#### [WHAT IS ASKED]
Rescale the records from their start through the line that contains "151), (138, 162)]", and write out every one of those lines again, requests included. Multiply each point coordinate in the answers by 0.3 and round it to a whole number, rounding halves up, while leaving the numbers in the requests and their format samples unchanged.

[start of DATA LINES]

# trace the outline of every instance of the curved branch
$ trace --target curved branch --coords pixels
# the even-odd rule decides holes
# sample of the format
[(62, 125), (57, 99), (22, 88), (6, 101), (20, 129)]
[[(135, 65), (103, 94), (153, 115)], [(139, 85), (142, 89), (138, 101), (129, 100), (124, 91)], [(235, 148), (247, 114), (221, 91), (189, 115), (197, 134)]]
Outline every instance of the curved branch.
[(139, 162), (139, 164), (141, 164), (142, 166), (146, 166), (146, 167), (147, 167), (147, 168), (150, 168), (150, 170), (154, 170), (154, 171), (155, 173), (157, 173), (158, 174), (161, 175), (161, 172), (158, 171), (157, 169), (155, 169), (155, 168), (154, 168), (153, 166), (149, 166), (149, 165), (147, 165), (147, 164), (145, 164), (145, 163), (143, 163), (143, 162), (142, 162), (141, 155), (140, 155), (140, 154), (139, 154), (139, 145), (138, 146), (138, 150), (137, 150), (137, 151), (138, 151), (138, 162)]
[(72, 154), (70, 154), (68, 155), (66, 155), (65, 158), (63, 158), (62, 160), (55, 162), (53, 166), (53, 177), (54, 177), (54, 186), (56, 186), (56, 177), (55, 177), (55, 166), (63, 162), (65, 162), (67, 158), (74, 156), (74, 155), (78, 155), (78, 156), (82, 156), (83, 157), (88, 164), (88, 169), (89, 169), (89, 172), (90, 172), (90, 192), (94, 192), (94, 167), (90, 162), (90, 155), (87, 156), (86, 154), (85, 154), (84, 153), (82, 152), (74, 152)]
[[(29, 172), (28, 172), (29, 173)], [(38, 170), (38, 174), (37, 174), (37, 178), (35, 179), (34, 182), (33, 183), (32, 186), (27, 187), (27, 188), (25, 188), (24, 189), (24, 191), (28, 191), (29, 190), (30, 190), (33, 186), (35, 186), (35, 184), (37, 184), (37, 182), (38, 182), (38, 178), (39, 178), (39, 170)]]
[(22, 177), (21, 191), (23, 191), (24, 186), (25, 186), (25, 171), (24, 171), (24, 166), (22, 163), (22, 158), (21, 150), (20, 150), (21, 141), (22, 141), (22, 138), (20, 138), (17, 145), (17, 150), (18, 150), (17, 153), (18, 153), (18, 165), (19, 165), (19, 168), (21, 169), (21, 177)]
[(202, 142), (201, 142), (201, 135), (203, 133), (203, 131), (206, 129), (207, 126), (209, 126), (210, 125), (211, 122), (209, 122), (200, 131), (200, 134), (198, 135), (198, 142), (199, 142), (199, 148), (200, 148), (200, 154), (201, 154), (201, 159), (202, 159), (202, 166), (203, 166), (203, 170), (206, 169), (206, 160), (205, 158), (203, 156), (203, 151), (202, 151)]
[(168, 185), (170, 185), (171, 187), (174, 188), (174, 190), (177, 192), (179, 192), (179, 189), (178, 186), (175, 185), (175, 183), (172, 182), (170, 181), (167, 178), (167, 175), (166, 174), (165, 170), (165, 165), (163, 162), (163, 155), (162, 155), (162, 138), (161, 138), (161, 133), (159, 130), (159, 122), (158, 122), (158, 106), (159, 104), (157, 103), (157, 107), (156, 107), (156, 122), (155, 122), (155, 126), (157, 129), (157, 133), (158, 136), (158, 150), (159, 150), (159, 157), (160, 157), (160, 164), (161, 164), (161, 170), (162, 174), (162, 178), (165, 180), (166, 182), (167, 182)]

[end of DATA LINES]

#### [SOLUTION FOR THIS EXERCISE]
# trace the outline of every instance of the curved branch
$ trace --target curved branch --coords pixels
# the even-odd rule decides holes
# sample of the format
[(62, 125), (57, 99), (22, 88), (6, 101), (20, 129)]
[[(135, 65), (103, 94), (153, 115)], [(139, 85), (142, 89), (138, 101), (129, 100), (124, 91)], [(235, 148), (247, 114), (221, 91), (189, 115), (197, 134)]]
Outline every instance of the curved branch.
[(42, 49), (42, 49), (42, 49), (43, 50), (44, 50), (44, 50), (44, 50), (44, 50), (45, 50), (45, 51), (46, 51), (46, 51), (47, 52), (47, 52), (47, 52), (48, 53), (48, 52), (47, 51), (47, 51), (47, 51), (47, 50), (46, 50), (46, 50), (45, 50), (45, 50), (44, 50), (44, 49), (44, 49), (44, 49), (43, 49), (43, 49), (43, 49), (42, 47), (42, 47), (42, 46), (42, 46), (42, 44), (41, 44), (41, 45), (41, 45), (41, 45), (41, 45), (41, 49)]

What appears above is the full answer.